■ **INPUT DATA**:
———
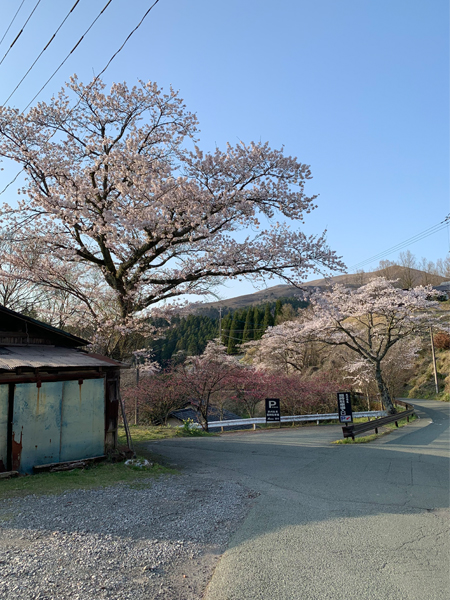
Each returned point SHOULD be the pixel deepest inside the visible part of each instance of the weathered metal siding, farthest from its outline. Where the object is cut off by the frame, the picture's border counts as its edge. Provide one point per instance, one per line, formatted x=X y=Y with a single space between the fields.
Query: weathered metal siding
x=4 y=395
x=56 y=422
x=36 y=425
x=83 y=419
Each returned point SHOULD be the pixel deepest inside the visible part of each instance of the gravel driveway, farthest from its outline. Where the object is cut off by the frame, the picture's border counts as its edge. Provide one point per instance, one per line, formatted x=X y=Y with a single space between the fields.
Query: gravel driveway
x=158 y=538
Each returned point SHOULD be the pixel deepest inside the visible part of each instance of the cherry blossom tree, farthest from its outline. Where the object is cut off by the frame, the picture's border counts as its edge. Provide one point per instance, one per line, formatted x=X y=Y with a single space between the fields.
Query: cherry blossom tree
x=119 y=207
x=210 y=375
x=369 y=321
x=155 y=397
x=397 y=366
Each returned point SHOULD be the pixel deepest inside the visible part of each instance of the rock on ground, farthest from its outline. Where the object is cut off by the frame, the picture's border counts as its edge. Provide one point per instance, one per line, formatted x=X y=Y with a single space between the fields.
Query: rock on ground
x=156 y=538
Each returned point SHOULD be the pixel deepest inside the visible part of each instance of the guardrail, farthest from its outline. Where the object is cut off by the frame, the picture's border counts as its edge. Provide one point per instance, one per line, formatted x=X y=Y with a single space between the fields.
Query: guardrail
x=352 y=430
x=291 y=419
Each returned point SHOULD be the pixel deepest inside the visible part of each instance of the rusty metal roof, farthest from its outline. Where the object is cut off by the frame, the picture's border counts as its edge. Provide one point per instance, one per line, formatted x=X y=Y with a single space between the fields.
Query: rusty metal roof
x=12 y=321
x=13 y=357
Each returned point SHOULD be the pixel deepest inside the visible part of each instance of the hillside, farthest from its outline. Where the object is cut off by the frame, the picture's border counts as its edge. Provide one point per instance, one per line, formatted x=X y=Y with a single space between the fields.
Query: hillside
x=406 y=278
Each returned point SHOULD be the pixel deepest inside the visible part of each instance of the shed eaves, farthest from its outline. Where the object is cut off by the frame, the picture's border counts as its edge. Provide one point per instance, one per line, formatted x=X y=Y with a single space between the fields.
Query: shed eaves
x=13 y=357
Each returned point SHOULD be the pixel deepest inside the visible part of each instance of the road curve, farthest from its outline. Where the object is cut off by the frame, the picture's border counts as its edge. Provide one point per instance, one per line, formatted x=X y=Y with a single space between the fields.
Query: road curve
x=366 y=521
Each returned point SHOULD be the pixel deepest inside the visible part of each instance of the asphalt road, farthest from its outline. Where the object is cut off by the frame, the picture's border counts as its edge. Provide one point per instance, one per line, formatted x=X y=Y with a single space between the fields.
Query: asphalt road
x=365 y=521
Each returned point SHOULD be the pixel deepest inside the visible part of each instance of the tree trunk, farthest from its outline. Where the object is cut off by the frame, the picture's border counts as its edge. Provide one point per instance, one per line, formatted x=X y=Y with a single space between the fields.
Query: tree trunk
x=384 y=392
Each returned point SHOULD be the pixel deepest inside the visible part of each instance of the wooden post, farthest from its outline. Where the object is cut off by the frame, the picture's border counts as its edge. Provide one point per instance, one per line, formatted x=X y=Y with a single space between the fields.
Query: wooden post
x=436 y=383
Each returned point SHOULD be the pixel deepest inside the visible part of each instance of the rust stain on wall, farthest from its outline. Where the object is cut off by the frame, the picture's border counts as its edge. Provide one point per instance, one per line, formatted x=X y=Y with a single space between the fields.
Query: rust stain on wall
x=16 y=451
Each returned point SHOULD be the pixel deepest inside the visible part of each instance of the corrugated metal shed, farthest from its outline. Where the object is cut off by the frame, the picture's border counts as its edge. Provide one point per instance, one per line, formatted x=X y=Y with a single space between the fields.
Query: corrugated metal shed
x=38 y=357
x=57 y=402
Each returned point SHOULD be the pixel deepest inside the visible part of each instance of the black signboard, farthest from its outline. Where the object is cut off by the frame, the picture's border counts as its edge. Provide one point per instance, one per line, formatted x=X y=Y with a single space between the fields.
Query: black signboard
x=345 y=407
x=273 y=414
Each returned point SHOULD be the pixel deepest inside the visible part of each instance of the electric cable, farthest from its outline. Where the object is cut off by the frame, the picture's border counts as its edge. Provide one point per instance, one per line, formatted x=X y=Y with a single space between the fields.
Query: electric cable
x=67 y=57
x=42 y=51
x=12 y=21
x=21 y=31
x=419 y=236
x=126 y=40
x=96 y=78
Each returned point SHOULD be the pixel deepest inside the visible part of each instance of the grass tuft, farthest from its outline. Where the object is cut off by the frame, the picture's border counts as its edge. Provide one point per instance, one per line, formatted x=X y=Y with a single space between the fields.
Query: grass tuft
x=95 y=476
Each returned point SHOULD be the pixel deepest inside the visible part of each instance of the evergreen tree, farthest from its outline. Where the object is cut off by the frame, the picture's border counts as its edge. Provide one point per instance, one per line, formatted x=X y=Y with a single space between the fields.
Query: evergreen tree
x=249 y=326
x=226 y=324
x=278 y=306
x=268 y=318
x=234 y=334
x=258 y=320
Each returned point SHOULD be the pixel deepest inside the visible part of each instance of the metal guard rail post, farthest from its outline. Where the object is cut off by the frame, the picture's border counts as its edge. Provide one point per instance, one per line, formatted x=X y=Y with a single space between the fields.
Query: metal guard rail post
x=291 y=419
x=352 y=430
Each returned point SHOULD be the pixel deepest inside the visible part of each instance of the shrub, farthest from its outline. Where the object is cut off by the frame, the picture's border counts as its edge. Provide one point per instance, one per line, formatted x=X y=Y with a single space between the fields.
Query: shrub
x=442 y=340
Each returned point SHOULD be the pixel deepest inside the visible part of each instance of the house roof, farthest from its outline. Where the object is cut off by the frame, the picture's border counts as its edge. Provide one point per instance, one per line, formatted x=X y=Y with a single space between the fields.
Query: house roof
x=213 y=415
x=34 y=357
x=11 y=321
———
■ **DIRECTIONS**: Can you lay out all of the records above as a two-column CSV with the columns "prompt" and "answer", one row per record, putting each value in a single quoted field with its line breaks turned into spaces? Leave the pictures out.

■ **OUTPUT BELOW**:
prompt,answer
"Each returned point SHOULD be the pixel deepest inside the visible part of each instance of the weathered metal siding, farthest from its outline. Where the object is cut off by the frame, the picture's border counts as its edge. Provide one point per instance, one per line, formatted x=X y=Y with a single space between the fields. Query: weathered metal siding","x=4 y=395 x=56 y=422 x=36 y=425 x=83 y=419"
"Each returned point SHOULD be the pixel deepest inside the visible part of each instance of the gravel driveway, farthest from its outline. Where the object is cut off by the frame, the picture's border counts as its edge. Provide one point per instance, one per line, formatted x=X y=Y with a single space between the fields. Query: gravel driveway","x=158 y=538"
"Each returned point SHOULD be the pixel deepest inside the visible part of each instance of the cherry blossom tree, farthest from its outline. Where the object is cut off by the frame, the picture's border counts as its edge. Provide one point per instance, one per line, formatted x=X y=Y with a single space between the fields. Query: cherry blossom tree","x=119 y=207 x=210 y=375 x=369 y=321 x=155 y=397 x=397 y=366"
"Each returned point SHOULD be the pixel deepest inside the visible part of each instance of the rock on ground, farthest from its outline. Where the object is cut off by the frame, the picture's border counts as its edge. Provide one point per instance, one per line, formatted x=X y=Y with a single space between the fields. Query: rock on ground","x=156 y=538"
"Each returned point SHOULD be the pixel deepest inside the visible part of each instance of the guardrail, farthest from its outline. Where the object is cut off by the frame, the picture's border counts as its edge. Provide one point per instance, one per line, formatted x=X y=Y with a single space between the fields. Query: guardrail","x=352 y=430 x=291 y=419"
"Each returned point SHOULD be the pixel deepest inside the visible part of each instance of the rusty metal roof, farthest from its outline. Where the object is cut off by the frame, the picture's border counts as its edge. Provide one point per instance, one per line, formatted x=X y=Y with a single space between the fields. Query: rusty metal roof","x=12 y=321 x=13 y=357"
"Each returned point SHOULD be the pixel deepest inside the visible part of each instance of the hillside, farthest from its outline. Where the object is cut off by the frame, the picture's border counts as its edge. Provide one point per instance, one per line, formatted x=X y=Y with a single space between the fields. Query: hillside","x=406 y=278"
"Each returned point SHOULD be the pixel deepest inside the visible part of each instance of the shed eaves, farthest from its outline. Where the object is cut off by the frame, the picture's border counts as its edge. Provide one point per instance, one per line, formatted x=X y=Y with a single space between the fields. Query: shed eaves","x=13 y=357"
"Each returned point SHOULD be the pixel deepest inside the visible part of each instance of the road curve, farthest from its outline. Where the object is cut off by the frame, the picture's border counts as its edge. Provide one point per instance, one per line, formatted x=X y=Y with a single space between the fields. Query: road curve","x=366 y=521"
"Each returned point SHOULD be the pixel deepest inside the visible part of each instance of the asphalt road, farthest from its outline. Where the object is cut off by the frame, the picture's border counts as its edge. Provide one point per instance, one per line, formatted x=X y=Y with a single space between the fields. Query: asphalt road","x=365 y=521"
"Each returned point SHOULD be the pixel deepest inside the visible part of each instance of the tree trunk, farthest from its outline. Where the object is cut off by the frame, the picture's border counts as its edge. Provide one point per instance, one per line, formatted x=X y=Y with a single space between the fields. Query: tree trunk","x=384 y=392"
"Each returned point SHOULD be the pixel deepest inside the visible part of each instance of the wooden post, farthest from its outline. Where the object is cut off by the frame, the picture's border counts as its edge. Provide one point per instance, one per line, formatted x=X y=Y with a single space between the fields. Query: wooden post","x=436 y=383"
"Each returned point SHOULD be the pixel deepest inside the visible part of each instance of the rust stain on wall, farthest from its outline. Where the object is cut off by the frame, the picture's border counts as its edge. Provide one point per instance, one per line, formatted x=X y=Y with a single space between the fields. Query: rust stain on wall","x=16 y=451"
"Each returned point SHOULD be the pixel deepest inside the visible part of each instance of the corrugated metal shed, farthest from its outline. Where the object is cut off by the frame, the picture's border counts as its edge. Provide one point per instance, one per line, formatted x=X y=Y with a single space between the fields. Query: corrugated metal shed","x=38 y=357 x=57 y=402"
"Each returned point SHOULD be the pixel deepest inside the visible part of each instance of the black signboard, farthest from its outline. Where the object is cut off by the frame, the picture's border counts as its edge. Provide one point per instance, one per line, formatted x=X y=Y with a single space between the fields. Query: black signboard","x=345 y=407 x=273 y=414"
"Each returned point SHOULD be the pixel deepest inside the visible part of each instance of the electric cable, farthest from its outline. Where the object is cut off by the frame, the picture's border counts as its edge. Provide one point per instance, one per line, formatted x=X y=Y with a single space between the fields. Query: electric cable","x=67 y=57 x=42 y=51 x=12 y=21 x=21 y=31 x=419 y=236 x=126 y=40 x=96 y=78"
"Each returned point SHOULD be the pixel deepest inside the visible part of each instance of the grass tuft, farthest from its outline. Where the object is cut off by the frame, the picture's border counts as its edge. Provide one point per instance, one per line, formatted x=X y=Y with a single space between the fields. Query: grass tuft","x=95 y=476"
"Each returned point SHOULD be the pixel deepest inside the visible part of each instance of the evergreen tree, farthest from its outline. Where the object is cut off by the frame, the picture's border counts as its edge. Provide one point per instance, one per line, formatted x=X y=Y with a single space between the fields. Query: evergreen tree","x=249 y=326 x=226 y=324 x=278 y=306 x=268 y=318 x=234 y=334 x=258 y=320"
"Each returned point SHOULD be the pixel deepest inside the visible part of each instance of the metal guard rail post, farthest from its outline. Where the object is cut off by the frame, the picture's border counts as its edge. Provide one point per instance, one per line, formatted x=X y=Y with a single space between the fields. Query: metal guard rail post","x=291 y=419 x=352 y=430"
"Each returned point SHOULD be the pixel deepest inside the visible part of each instance of the shrub, farthest from its outline. Where the object is cut off by the frame, the picture's border counts as its edge. Provide one point per instance, one per line, formatted x=X y=Y with a single space between the fields. Query: shrub","x=442 y=340"
"Each returned point SHOULD be the pixel deepest inside the visible part of each instance of the house roof, farthest from its outline. Where the object is cut off by the frame, the picture's border counts as its edge. Provide one point per instance, one per line, formatted x=X y=Y with a single space between the fields. Query: house roof","x=213 y=415 x=34 y=357 x=11 y=321"